=== WHAT YOU WILL DO ===
Filter the records down to the lines that hold the word "pavement", and copy each of those lines.

=== DATA ===

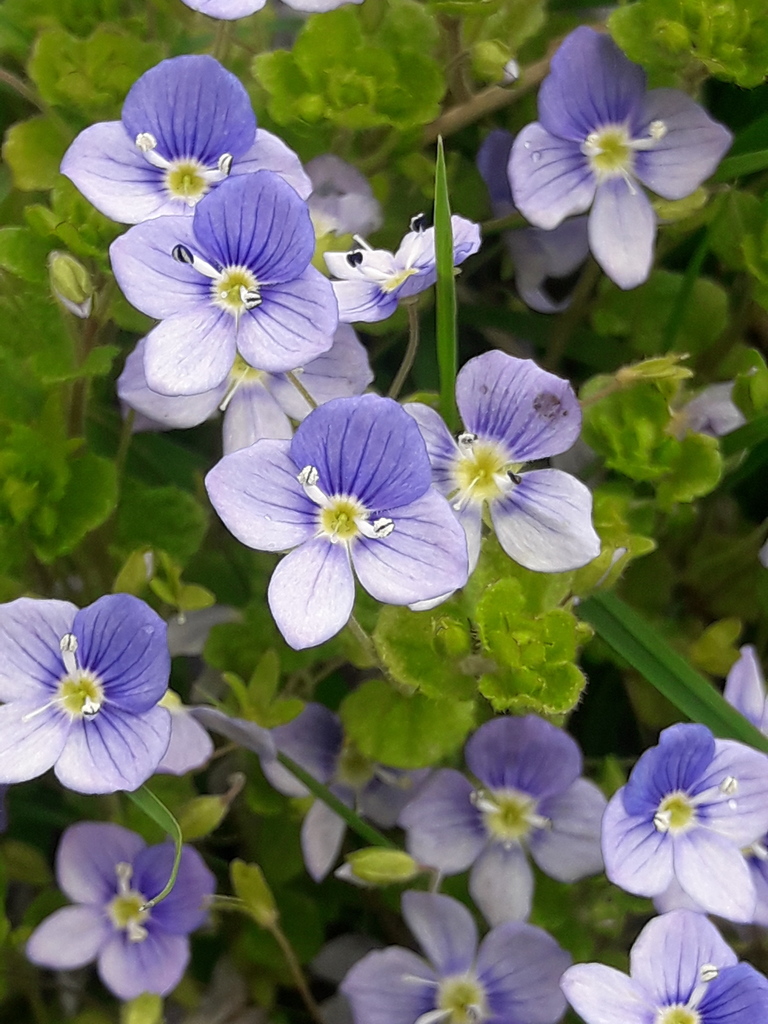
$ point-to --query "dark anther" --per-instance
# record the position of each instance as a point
(182, 255)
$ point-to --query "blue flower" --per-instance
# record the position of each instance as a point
(235, 278)
(598, 137)
(681, 972)
(110, 873)
(373, 281)
(186, 126)
(511, 978)
(352, 488)
(82, 692)
(513, 413)
(690, 806)
(528, 797)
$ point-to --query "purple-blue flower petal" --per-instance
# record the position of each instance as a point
(311, 593)
(545, 522)
(368, 448)
(501, 883)
(294, 324)
(690, 150)
(114, 175)
(423, 557)
(125, 643)
(114, 751)
(443, 827)
(668, 955)
(519, 967)
(591, 84)
(601, 994)
(524, 754)
(30, 654)
(256, 493)
(259, 221)
(622, 230)
(534, 413)
(194, 108)
(550, 177)
(443, 928)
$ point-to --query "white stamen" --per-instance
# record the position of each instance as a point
(69, 645)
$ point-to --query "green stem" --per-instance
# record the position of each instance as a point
(411, 349)
(365, 830)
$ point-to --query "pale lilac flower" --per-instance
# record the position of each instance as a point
(372, 282)
(513, 413)
(82, 691)
(233, 279)
(681, 972)
(511, 978)
(351, 489)
(256, 403)
(599, 136)
(545, 261)
(110, 873)
(186, 126)
(690, 806)
(314, 739)
(528, 798)
(341, 201)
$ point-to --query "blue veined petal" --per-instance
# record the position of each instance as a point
(194, 108)
(259, 221)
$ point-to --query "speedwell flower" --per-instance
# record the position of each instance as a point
(599, 135)
(372, 282)
(352, 488)
(528, 797)
(256, 403)
(513, 413)
(235, 278)
(512, 978)
(681, 972)
(110, 875)
(690, 806)
(186, 126)
(82, 691)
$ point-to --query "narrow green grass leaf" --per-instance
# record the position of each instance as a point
(155, 808)
(629, 635)
(448, 350)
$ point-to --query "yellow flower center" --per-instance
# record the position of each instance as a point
(464, 998)
(184, 179)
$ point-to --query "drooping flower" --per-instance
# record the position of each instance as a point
(235, 278)
(372, 282)
(186, 126)
(599, 137)
(513, 413)
(256, 403)
(351, 489)
(110, 873)
(690, 806)
(528, 798)
(82, 691)
(681, 972)
(511, 978)
(315, 740)
(341, 201)
(545, 261)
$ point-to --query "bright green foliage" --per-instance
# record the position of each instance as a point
(337, 73)
(404, 730)
(727, 39)
(534, 653)
(33, 151)
(90, 77)
(641, 314)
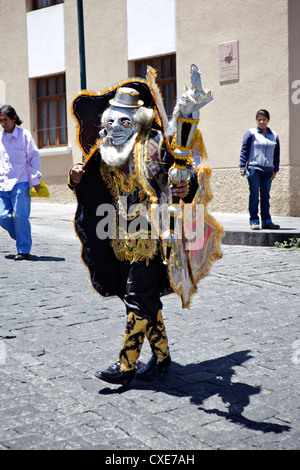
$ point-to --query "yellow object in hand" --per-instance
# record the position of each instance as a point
(42, 192)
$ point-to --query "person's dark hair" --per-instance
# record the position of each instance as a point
(263, 112)
(11, 113)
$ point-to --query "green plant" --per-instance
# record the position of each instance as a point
(291, 244)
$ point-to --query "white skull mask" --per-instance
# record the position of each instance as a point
(119, 125)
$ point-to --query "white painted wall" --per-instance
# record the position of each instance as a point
(46, 41)
(151, 28)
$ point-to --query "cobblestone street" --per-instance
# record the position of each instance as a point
(233, 382)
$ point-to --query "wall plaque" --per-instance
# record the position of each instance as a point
(229, 61)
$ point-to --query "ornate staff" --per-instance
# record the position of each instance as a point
(185, 120)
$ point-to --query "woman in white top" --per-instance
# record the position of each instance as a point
(19, 170)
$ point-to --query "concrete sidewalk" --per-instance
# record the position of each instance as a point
(238, 231)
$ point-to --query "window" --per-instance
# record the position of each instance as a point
(166, 77)
(51, 109)
(38, 4)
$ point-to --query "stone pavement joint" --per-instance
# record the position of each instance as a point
(233, 382)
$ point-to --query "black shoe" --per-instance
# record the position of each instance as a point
(21, 256)
(270, 226)
(152, 367)
(115, 375)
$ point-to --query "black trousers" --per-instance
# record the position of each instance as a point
(142, 285)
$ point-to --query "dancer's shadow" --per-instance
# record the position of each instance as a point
(204, 380)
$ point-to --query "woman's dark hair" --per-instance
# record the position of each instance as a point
(264, 112)
(11, 113)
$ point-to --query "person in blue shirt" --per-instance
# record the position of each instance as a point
(259, 161)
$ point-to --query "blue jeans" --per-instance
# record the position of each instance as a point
(14, 215)
(259, 186)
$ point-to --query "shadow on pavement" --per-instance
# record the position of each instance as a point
(204, 380)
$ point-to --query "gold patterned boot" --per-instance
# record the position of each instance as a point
(161, 359)
(123, 371)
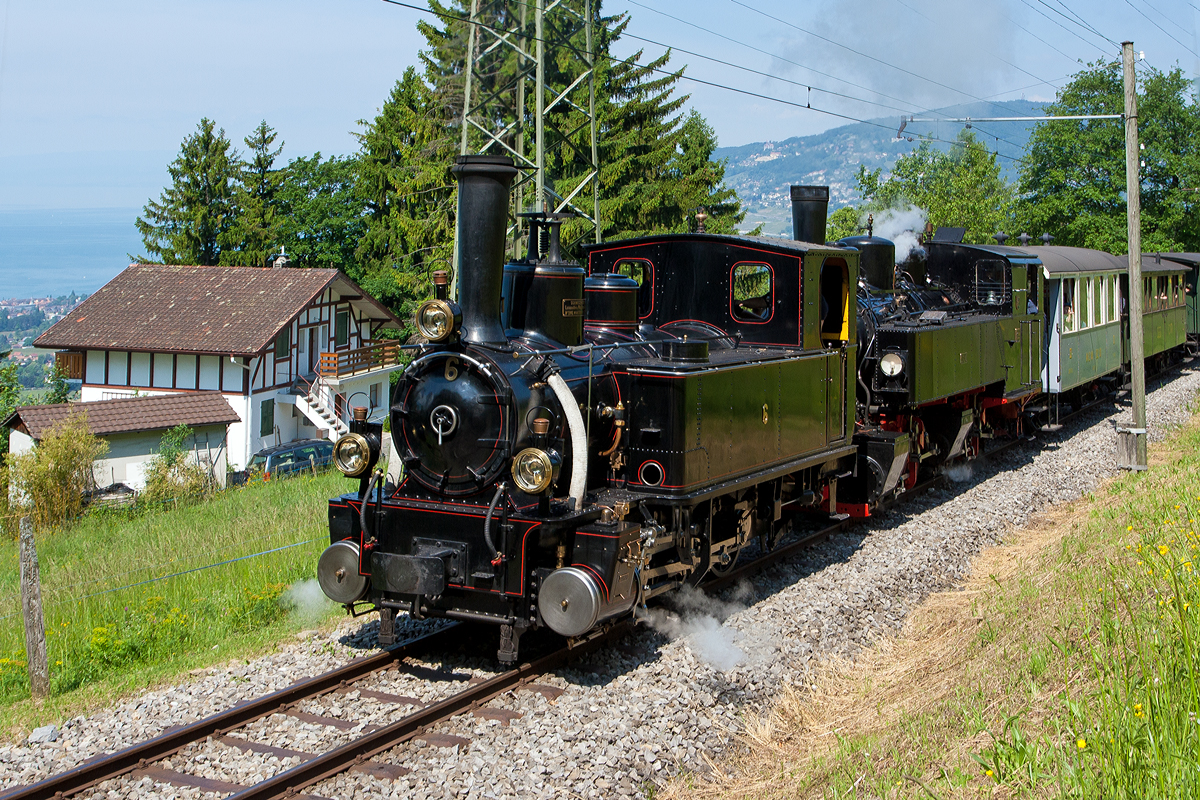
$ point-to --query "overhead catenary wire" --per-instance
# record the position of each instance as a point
(690, 78)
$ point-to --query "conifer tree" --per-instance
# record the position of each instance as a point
(403, 178)
(191, 218)
(257, 226)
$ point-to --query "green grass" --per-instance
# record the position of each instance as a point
(107, 637)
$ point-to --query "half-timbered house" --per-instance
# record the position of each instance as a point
(292, 349)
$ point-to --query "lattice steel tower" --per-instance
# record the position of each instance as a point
(531, 64)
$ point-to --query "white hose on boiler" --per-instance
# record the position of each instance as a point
(579, 439)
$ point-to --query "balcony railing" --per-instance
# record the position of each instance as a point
(345, 364)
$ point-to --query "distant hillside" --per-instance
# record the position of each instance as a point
(762, 172)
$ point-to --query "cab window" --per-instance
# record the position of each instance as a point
(751, 293)
(642, 272)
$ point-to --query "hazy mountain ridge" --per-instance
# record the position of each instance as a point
(761, 172)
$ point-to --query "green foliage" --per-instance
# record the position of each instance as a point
(48, 480)
(102, 633)
(1074, 178)
(171, 476)
(843, 223)
(403, 175)
(193, 216)
(322, 212)
(257, 223)
(958, 188)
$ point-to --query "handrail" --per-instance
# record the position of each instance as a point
(349, 362)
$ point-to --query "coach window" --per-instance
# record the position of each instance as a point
(835, 301)
(751, 294)
(1068, 304)
(642, 272)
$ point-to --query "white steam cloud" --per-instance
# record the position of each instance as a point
(903, 227)
(697, 619)
(306, 600)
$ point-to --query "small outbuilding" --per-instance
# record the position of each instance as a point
(133, 429)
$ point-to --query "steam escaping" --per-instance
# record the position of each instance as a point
(959, 473)
(306, 601)
(697, 619)
(903, 227)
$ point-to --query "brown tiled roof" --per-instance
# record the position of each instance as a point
(129, 414)
(226, 310)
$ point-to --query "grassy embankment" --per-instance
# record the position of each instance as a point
(106, 643)
(1066, 667)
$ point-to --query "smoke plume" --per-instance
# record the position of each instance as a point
(903, 227)
(697, 619)
(306, 601)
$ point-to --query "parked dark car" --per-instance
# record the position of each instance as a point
(286, 459)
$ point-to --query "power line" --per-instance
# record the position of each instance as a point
(877, 60)
(1083, 22)
(1128, 2)
(1063, 26)
(696, 80)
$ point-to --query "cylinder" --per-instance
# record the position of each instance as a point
(876, 259)
(810, 205)
(484, 185)
(611, 301)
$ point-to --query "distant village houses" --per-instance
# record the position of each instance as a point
(292, 350)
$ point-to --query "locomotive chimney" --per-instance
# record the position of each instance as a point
(484, 185)
(810, 204)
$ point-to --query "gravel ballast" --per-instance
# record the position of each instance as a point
(666, 699)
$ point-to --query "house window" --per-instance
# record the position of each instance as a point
(751, 293)
(267, 417)
(342, 329)
(283, 343)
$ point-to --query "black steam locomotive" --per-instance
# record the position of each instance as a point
(577, 441)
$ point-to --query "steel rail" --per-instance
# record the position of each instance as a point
(105, 768)
(337, 761)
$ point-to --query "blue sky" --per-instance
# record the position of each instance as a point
(95, 97)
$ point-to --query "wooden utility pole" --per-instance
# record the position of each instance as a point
(1133, 445)
(31, 608)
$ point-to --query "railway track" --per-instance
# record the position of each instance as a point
(360, 755)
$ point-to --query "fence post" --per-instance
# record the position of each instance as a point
(31, 608)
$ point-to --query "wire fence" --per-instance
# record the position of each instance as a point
(60, 601)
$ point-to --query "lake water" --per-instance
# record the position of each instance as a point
(59, 251)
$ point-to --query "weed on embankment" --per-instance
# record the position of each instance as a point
(1067, 666)
(114, 626)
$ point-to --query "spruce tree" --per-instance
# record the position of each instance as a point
(403, 178)
(192, 217)
(257, 226)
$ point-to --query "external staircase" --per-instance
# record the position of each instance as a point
(312, 404)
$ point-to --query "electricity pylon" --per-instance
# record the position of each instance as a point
(531, 64)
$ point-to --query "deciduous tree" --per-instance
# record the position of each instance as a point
(1073, 180)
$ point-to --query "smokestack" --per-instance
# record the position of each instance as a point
(484, 185)
(810, 205)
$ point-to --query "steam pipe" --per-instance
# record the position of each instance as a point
(579, 440)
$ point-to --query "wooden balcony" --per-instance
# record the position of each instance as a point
(343, 364)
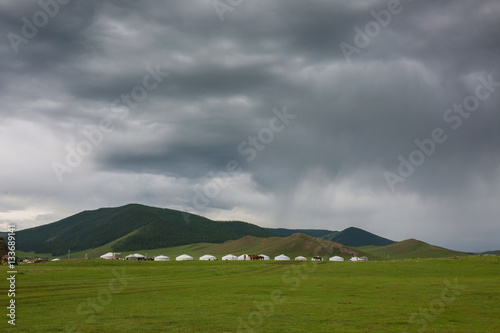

=== ANSWER AREA ===
$ point-to --query "stone pavement joint" --per-instance
$ point-to --query "shadow on pavement" --per-instance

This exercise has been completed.